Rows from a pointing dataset

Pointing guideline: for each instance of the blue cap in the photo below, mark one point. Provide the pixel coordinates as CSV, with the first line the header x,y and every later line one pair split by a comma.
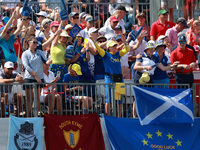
x,y
118,27
149,45
73,14
182,37
128,27
160,43
119,36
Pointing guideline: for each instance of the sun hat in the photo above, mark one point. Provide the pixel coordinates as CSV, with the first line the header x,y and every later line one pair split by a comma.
x,y
77,69
144,78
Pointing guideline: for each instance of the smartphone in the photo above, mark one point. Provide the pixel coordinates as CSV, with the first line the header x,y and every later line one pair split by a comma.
x,y
58,74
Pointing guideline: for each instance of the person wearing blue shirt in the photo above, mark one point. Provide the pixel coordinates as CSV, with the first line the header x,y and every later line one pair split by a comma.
x,y
159,75
74,71
7,39
112,64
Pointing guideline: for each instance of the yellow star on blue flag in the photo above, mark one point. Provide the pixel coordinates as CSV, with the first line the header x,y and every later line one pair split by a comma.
x,y
159,133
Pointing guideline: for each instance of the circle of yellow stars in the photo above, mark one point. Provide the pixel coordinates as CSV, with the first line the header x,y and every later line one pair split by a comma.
x,y
159,134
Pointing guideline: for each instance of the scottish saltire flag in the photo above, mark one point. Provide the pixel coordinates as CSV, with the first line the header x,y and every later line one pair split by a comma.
x,y
163,106
25,133
128,134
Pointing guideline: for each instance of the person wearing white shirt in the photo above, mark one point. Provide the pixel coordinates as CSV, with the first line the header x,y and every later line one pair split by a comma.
x,y
108,31
120,12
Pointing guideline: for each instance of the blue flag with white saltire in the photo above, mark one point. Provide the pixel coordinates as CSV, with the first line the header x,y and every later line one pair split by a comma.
x,y
25,133
163,105
128,134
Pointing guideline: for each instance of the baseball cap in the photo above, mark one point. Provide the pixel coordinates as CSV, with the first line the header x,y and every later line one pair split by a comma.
x,y
65,34
160,43
120,7
118,27
163,11
41,13
111,43
119,36
54,24
149,45
161,37
141,15
182,37
45,22
73,14
92,30
183,21
77,69
128,27
101,37
144,78
113,18
68,26
5,19
197,48
88,18
82,15
9,64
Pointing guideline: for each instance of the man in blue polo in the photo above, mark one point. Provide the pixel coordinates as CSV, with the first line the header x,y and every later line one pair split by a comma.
x,y
7,39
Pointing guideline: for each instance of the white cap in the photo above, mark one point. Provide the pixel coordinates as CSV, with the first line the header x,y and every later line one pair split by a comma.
x,y
9,64
92,30
42,13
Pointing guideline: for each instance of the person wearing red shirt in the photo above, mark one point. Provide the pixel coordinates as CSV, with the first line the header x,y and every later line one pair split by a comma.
x,y
187,62
161,25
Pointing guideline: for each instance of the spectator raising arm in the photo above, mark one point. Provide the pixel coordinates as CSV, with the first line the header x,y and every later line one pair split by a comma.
x,y
8,25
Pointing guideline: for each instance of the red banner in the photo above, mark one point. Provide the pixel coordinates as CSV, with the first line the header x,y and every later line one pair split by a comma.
x,y
79,132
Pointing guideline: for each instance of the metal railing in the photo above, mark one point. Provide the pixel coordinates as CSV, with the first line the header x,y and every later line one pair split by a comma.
x,y
89,100
100,11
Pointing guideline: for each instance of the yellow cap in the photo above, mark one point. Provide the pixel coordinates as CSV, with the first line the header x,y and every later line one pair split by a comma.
x,y
144,78
77,69
111,43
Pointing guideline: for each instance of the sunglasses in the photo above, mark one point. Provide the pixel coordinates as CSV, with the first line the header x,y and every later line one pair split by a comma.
x,y
10,68
101,41
14,28
34,42
182,42
119,40
75,17
79,38
115,21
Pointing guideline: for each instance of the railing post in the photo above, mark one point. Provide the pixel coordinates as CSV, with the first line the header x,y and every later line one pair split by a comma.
x,y
35,99
113,99
194,99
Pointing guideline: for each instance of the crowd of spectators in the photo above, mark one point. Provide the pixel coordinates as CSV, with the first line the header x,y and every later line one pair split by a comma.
x,y
36,49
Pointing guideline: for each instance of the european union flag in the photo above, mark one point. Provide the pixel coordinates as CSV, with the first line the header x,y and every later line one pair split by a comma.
x,y
25,133
163,106
128,134
74,31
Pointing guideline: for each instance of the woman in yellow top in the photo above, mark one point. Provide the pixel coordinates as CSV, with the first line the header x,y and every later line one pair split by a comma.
x,y
112,64
58,50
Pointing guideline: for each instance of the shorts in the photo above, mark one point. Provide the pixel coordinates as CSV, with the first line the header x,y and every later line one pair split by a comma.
x,y
109,80
32,81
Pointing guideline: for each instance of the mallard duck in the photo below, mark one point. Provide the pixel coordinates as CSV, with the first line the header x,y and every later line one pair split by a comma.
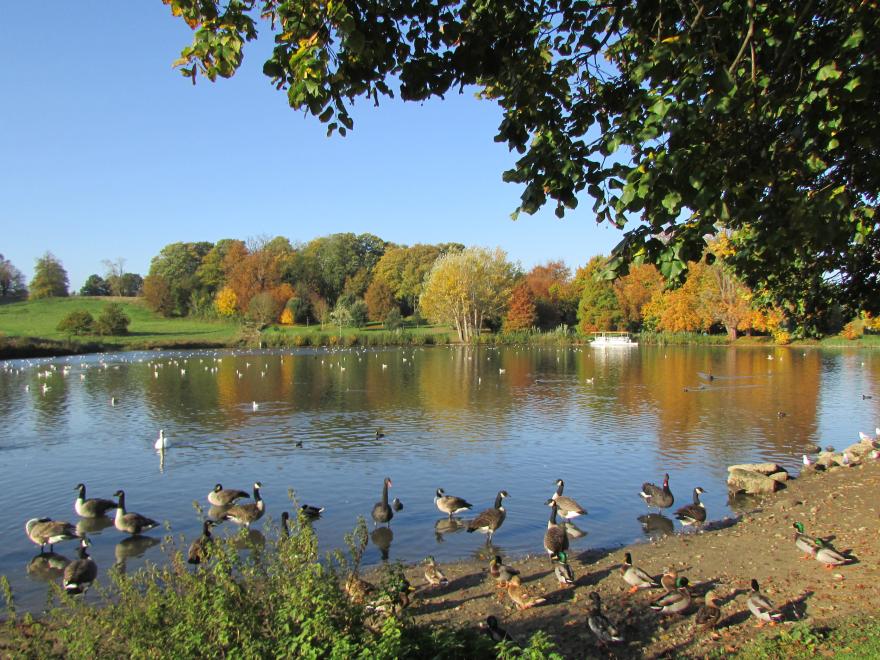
x,y
81,572
90,508
220,496
636,577
496,634
555,538
501,572
45,531
246,514
827,555
433,574
655,496
520,595
562,569
198,549
674,602
709,613
382,512
762,607
693,514
568,508
806,544
130,522
488,521
450,505
602,628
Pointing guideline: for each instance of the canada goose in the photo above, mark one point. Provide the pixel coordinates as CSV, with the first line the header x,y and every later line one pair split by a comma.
x,y
488,521
81,572
450,505
568,508
225,496
655,496
245,514
762,607
693,514
381,512
433,574
555,538
45,531
91,508
520,595
131,523
602,628
198,549
161,442
636,577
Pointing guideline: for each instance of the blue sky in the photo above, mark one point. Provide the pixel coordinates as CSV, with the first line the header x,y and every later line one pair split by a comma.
x,y
108,152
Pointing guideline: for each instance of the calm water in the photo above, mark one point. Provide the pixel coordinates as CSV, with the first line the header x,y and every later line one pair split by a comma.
x,y
472,421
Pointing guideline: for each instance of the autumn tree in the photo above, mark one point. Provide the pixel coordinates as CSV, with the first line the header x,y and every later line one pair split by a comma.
x,y
158,295
380,299
226,302
50,278
467,288
521,312
672,116
598,309
12,286
404,269
176,266
549,284
634,290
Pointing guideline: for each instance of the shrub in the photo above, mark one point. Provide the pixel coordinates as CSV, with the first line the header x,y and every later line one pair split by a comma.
x,y
113,321
78,322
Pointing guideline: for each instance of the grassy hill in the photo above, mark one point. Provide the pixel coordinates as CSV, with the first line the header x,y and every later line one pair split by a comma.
x,y
30,322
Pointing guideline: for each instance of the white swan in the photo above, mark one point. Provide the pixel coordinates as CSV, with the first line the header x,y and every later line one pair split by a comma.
x,y
162,442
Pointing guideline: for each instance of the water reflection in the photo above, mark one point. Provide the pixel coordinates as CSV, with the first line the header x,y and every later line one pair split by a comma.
x,y
93,525
447,525
382,538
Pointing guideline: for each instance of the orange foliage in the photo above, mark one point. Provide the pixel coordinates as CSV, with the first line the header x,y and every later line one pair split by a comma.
x,y
521,312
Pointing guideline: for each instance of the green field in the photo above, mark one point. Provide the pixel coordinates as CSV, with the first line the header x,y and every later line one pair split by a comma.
x,y
38,320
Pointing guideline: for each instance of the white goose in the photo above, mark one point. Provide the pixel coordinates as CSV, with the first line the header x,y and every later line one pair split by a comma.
x,y
162,442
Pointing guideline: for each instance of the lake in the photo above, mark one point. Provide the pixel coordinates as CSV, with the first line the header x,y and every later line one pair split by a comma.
x,y
470,420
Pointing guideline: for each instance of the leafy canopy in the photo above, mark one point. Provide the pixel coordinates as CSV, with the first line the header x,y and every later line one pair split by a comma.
x,y
675,118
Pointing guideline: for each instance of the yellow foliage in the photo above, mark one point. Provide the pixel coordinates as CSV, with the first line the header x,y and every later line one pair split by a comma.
x,y
226,302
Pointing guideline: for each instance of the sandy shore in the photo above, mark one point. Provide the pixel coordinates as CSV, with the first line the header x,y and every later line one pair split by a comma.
x,y
840,505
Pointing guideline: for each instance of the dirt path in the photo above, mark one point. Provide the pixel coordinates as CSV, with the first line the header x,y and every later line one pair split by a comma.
x,y
841,504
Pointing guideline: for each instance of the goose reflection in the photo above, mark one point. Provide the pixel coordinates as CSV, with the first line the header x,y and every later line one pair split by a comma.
x,y
47,566
382,538
655,525
93,525
447,525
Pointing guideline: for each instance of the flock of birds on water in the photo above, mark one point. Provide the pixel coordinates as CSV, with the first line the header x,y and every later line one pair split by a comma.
x,y
675,598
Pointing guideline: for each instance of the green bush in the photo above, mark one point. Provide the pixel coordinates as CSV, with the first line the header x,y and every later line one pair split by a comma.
x,y
278,601
78,322
112,321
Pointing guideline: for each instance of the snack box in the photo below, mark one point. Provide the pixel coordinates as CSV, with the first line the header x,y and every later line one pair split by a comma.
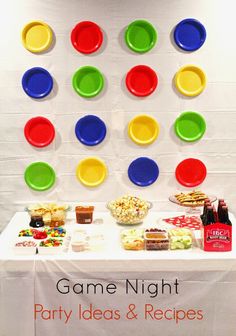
x,y
132,239
24,246
217,237
56,232
133,243
180,238
51,246
156,239
26,233
84,214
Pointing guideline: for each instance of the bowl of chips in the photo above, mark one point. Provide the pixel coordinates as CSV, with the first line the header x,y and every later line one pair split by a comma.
x,y
129,210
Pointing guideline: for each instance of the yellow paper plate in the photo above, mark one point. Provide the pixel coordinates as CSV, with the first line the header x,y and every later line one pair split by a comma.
x,y
143,129
190,80
91,171
37,36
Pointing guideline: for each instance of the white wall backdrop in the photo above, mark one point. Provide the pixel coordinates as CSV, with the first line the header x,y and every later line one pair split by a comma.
x,y
116,106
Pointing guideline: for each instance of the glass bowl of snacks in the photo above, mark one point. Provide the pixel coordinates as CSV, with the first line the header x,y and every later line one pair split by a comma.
x,y
129,210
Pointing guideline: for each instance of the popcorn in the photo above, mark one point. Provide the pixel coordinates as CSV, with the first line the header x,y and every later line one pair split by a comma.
x,y
129,209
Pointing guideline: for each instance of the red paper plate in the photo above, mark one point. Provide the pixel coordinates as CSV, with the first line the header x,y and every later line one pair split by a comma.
x,y
39,132
86,37
190,172
141,80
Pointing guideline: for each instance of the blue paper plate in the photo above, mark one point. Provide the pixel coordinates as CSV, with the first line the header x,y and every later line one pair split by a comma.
x,y
90,130
37,82
143,171
189,34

§ **WHAT TO WORK ON**
Copy out the lines of the material word for word, starting at the line that contains "Pointing guideline: for each instance of the blue paper" and ending with the last line of the material.

§ **THE COMPLETED TASK**
Pointing guideline: for each instance of the blue paper plate in the photo above, mark one point. Provide the pixel coordinates as CSV, with the first line the header x,y and every later line one pair split by a comma.
x,y
90,130
37,82
143,171
189,34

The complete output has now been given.